Requirement: Please write down every line of the items below without changing a single character.
======== Extracted data ========
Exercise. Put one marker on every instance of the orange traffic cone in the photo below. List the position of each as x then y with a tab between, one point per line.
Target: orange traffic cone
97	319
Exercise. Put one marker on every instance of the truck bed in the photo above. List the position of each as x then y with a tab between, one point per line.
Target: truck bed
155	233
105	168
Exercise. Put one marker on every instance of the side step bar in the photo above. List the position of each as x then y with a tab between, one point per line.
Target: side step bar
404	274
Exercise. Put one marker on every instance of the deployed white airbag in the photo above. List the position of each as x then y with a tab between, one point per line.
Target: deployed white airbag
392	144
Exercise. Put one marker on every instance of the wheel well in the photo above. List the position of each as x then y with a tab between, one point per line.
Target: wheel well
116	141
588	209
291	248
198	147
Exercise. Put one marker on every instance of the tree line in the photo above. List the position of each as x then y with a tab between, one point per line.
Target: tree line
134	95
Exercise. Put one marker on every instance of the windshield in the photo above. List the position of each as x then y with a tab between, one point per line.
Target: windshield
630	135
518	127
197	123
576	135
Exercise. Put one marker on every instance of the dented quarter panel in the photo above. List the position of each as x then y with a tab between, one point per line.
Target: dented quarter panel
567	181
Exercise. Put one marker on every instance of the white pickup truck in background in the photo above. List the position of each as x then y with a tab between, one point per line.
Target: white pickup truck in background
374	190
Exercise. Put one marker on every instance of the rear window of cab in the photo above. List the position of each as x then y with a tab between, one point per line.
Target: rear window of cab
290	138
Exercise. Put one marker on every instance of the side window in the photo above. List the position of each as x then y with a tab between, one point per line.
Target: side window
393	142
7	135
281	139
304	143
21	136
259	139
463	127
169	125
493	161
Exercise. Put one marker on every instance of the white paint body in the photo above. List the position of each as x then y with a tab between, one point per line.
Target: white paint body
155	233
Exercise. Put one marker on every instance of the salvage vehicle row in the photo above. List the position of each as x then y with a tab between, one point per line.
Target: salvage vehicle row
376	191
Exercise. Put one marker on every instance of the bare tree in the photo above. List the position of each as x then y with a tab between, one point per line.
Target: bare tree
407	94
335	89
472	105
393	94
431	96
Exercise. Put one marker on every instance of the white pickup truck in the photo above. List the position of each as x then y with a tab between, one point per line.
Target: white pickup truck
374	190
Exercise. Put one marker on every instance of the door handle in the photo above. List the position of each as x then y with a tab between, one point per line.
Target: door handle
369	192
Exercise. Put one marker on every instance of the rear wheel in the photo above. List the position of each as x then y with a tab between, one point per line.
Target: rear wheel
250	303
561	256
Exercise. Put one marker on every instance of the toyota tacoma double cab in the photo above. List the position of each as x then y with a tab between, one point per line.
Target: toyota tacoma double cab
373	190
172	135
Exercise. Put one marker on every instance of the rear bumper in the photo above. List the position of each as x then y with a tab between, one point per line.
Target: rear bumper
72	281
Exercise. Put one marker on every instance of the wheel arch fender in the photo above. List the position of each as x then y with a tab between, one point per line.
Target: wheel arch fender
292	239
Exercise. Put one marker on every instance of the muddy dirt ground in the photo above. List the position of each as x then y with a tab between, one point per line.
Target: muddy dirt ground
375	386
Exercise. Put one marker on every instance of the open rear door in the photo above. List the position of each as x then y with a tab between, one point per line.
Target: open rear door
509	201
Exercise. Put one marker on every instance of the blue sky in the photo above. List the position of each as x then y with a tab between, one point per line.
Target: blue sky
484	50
========
The answer:
Exercise. Put one marker on every instance of the orange traffic cone in the photo below. List the position of each as x then y with a tab between, one point per line.
Target: orange traffic cone
97	319
Exercise. Put one marker on every instance of the truck bed in the photo above. List the position of each as x then y with a tab between, one point per line.
Target: truck bed
155	233
105	168
Exercise. Put one marker on every instance of the side step bar in the photo above. List the position of each as x then y with a tab between, one point per line.
Target: side step bar
404	274
Exercise. Put one marker on every instance of the deployed white airbag in the photo above. List the position of each as x then y with a tab between, one point per line.
Target: deployed white airbag
392	144
Exercise. Put one marker on every instance of the wheel well in the photo above. List the position of each as x then y with a tab between, one point per line.
Target: wheel well
116	141
588	209
291	248
198	147
Exercise. Put one marker on every instance of the tree line in the photo above. List the position of each as x then y with a tab between, one point per line.
Target: tree line
134	95
Exercise. Put one marker on every instance of the windshield in the photo above. List the position of each as x then y with a tab between, one point per line.
Target: windshield
630	135
518	127
197	123
576	135
Exercise. Put one marker on every instance of the dented quarter panel in the photo above. List the position of each as x then y with a tab between, one point per line.
Target: dented quarter panel
567	181
Exercise. Put one marker on every instance of the white pickup truck in background in the photo above. List the position of each as x then y with a tab between, one point per line.
Target: white pickup truck in background
374	190
Exercise. Put one marker on every instance of the rear window of cab in the photo above. List the position of each as x then y with a tab between, one point per line.
Target: rear window of cab
290	138
Exercise. Put one marker on every instance of the side window in the photo above. List the position of each as x then y with a tab between, one point per line.
Target: side window
393	142
7	135
281	139
304	143
21	136
259	139
463	127
169	125
493	161
Exercise. Put one marker on every instance of the white paint body in the photo above. List the position of each as x then y with a tab between, one point per line.
Target: white paint body
155	233
Exercise. Put one marker on every instance of the salvage vehicle row in the photo above. List the position of each as x then y with a tab between, one point per line.
Target: salvage vehicle row
376	191
Exercise. Put one marker on every instance of the bare tree in the photo above. List the position of each as x then y with a tab between, one point per line.
Target: bare tree
407	94
335	89
472	105
393	94
431	96
Exercise. Put one marker on every instance of the white pickup truck in the photo above. List the position of each as x then y with a tab between, one point per line.
Target: white pickup truck
374	190
Exercise. Put one marker on every instance of the door handle in the photo above. List the position of each as x then y with a tab between, one point per line.
Target: door handle
369	192
Exercise. Put one marker on every instance of the rear wheel in the photo above. List the position of each as x then y with a tab between, one point per line.
Target: rear wheel
250	303
561	256
Exercise. Put one marker on every instance of the toyota tacoma double cab in the photo above. List the position of each as x then y with a tab between, one point per line.
Target: toyota tacoma double cab
373	190
172	135
Exercise. Put one marker on every instance of the rear bumper in the photo above. List the position of each as x then y with a tab between, one point per line.
Target: rear bumper
72	281
Exercise. Put one marker on every instance of the wheel arch fender in the photo above. List the position of each as x then y with a tab between, one point per line.
Target: wheel arch fender
292	239
Exercise. Put one marker on every instance of the muddy dirt ground in the photo above. List the position of each as x then y with a tab between, one point per line.
Target: muddy dirt ground
375	386
Exercise. Put one marker on every instance of the open rear door in the photo above. List the position of each as x then y with a tab between, one point per line.
Target: open rear door
509	201
Exercise. Put one marker on every instance of the blue sky in the photo above. List the position of each as x then y with a tab between, one point per line.
Target: blue sky
484	50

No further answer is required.